**Raw data**:
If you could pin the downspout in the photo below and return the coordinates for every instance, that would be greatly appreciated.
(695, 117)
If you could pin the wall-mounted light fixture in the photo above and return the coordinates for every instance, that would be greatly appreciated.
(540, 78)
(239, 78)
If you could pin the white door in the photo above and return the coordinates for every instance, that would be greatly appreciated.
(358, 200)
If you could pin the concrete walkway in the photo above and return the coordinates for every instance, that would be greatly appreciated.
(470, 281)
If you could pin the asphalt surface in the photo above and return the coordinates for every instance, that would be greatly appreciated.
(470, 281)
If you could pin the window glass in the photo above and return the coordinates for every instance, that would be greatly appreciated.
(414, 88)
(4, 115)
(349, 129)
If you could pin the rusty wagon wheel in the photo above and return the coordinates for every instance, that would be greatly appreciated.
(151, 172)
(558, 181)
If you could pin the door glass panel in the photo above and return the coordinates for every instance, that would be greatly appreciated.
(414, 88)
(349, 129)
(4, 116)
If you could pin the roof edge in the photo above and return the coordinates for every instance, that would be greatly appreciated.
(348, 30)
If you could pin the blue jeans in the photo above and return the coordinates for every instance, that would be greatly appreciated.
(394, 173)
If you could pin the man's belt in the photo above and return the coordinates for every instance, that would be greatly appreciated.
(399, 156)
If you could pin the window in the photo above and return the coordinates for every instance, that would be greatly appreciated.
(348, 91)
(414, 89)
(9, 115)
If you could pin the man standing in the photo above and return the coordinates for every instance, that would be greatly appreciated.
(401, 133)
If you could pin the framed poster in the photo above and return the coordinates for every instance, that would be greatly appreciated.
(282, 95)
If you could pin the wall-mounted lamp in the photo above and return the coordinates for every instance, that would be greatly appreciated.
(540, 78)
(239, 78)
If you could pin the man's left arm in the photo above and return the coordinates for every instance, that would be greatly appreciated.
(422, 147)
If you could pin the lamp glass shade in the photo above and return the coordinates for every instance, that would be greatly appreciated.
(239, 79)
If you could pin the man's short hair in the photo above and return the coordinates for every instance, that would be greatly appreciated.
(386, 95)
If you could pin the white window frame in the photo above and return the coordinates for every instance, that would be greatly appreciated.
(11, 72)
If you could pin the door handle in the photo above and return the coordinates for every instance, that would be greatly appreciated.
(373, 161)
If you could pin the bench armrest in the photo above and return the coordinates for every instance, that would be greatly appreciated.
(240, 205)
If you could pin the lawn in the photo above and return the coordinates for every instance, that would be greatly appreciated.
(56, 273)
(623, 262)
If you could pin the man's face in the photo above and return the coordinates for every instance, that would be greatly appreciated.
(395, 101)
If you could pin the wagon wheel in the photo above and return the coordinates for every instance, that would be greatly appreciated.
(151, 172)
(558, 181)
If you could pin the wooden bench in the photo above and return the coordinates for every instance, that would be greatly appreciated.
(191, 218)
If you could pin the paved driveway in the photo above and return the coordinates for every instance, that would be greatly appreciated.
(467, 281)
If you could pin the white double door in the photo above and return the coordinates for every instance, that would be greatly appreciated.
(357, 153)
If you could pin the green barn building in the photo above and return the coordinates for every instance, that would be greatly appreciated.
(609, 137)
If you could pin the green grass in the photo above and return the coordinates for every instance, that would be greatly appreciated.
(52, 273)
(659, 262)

**Description of the task**: Everything from the line containing "If you could pin the paved" to the last line of the material above must be copied exactly, and only that.

**Exercise result**:
If you could pin the paved driveway in the photo above and return the coordinates for every instance, that would be greatly appreciated.
(467, 281)
If you could pin the white double door in the photo above and return the coordinates for every instance, that would be greatly appreciated.
(357, 153)
If you could pin the green barn building in the photo above and return the coordinates for every instance, that would be greatly appreciated.
(609, 137)
If you could pin the green grass in the photo above and return the coordinates for every instance, that would be greatly appreciated.
(52, 273)
(659, 262)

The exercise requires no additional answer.